**TASK REQUIREMENTS:**
Write out the entries verbatim and leave the images out of the copy.
--*--
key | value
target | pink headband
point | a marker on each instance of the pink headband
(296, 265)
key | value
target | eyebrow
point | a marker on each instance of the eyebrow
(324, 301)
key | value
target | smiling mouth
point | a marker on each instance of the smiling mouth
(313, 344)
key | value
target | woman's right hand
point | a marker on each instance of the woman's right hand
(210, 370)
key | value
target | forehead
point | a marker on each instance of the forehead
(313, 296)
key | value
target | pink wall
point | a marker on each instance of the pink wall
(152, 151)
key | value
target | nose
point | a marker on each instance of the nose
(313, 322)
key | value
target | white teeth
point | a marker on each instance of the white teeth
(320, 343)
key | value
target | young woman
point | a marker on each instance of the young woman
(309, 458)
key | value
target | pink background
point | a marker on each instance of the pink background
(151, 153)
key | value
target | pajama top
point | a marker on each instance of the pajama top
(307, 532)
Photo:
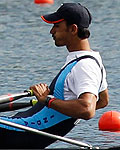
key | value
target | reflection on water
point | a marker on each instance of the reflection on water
(28, 56)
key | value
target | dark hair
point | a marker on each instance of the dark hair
(83, 33)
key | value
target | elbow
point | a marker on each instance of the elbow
(88, 114)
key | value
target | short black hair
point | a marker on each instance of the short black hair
(83, 33)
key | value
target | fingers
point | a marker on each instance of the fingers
(40, 91)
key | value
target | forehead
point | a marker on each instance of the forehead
(61, 23)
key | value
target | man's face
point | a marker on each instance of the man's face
(60, 33)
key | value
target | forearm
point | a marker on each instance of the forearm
(74, 108)
(103, 99)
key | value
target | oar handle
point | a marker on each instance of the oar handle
(12, 97)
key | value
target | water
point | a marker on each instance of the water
(27, 56)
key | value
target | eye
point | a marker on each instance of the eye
(56, 25)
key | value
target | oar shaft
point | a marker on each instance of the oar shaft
(14, 106)
(12, 97)
(45, 134)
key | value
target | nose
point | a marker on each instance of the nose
(52, 30)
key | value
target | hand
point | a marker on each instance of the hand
(40, 91)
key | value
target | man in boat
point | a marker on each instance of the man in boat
(79, 89)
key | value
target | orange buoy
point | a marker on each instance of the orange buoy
(44, 1)
(110, 121)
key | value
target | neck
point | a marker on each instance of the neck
(79, 45)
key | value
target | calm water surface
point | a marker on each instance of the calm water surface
(28, 56)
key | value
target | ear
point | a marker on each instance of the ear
(74, 29)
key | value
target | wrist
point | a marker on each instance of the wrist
(49, 99)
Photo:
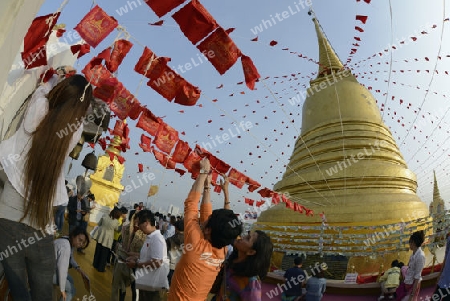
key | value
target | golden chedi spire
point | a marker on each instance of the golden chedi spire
(345, 164)
(328, 60)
--*--
**EXPECTED OUTPUT:**
key | value
target | pink headband
point | a marker on each instance of the pink headband
(296, 265)
key | value
target | eyebrow
point | a marker on each instance of the eyebrow
(324, 301)
key | value
target | smiling mouth
point | a marker on each instance of the smiling mouth
(313, 344)
key | value
target | woman's right hand
point | a marker on each instance of the woman's right hand
(210, 370)
key | value
target | forehead
point | a marker on each instance of the forehead
(313, 296)
key | value
target | pink wall
point | a marker on each instance of the pink wall
(152, 151)
key | value
target | nose
point | a marker on each instance of the nose
(313, 322)
key | value
target | white teeth
point | a marker on each instance of the white teeth
(320, 343)
key | value
target | young woman
point | a marker on each instance of the young woman
(309, 458)
key | value
target | pink background
point | a marker on each instance of the pink background
(151, 153)
key | value
target | pajama top
point | a marker on each instance of the pajama top
(307, 532)
Photo:
key | value
target | reflection on water
point | a marker on each instance of the reflection on water
(28, 56)
key | value
target | dark hair
point | a marker on each instance of the dark hair
(83, 33)
key | value
target | elbow
point | a marker on each instance of the elbow
(88, 114)
key | value
target | short black hair
point | a marker on each instance of the short black hair
(83, 33)
key | value
target | fingers
point | a marker on each instance of the fingers
(40, 91)
key | value
target | forehead
point | a marker on each instance of the forehead
(61, 23)
key | value
target | man's face
point | a marker on each instance of the man's face
(60, 33)
key | value
target | forearm
point | a marker on each instance of the forearm
(74, 108)
(103, 99)
key | value
target | oar handle
point | a marker on each instance of the oar handle
(12, 97)
key | value
target | water
point | a marker on each instance of the water
(27, 56)
key | value
target | eye
point | a marker on each instance of the eye
(56, 25)
key | value
target | oar shaft
point | a marker on each instance of the oar shaft
(14, 106)
(12, 97)
(45, 134)
key | value
target | nose
point | a marker on each instance of the nose
(52, 30)
key | value
target | hand
point | a marker on each instance of the hand
(40, 91)
key | value
target | man in boat
point | a marker on each instance of the man in boat
(79, 89)
key | value
target | orange buoy
point | a marker on each instance of the orange buoy
(44, 1)
(110, 121)
key | value
target | neck
point | a marker on each instance of the neck
(79, 45)
key | value
target | calm water surface
point | a marker on each instance of the calm water surface
(28, 56)
key | value
target | ear
point | a marker on each instance of the ear
(74, 29)
key | value
target | wrist
point | a marker on each instance of the wrist
(49, 99)
Photo:
key | value
target | golden chedi spire
point | a marker on each instance of the golden chedi spire
(345, 164)
(328, 60)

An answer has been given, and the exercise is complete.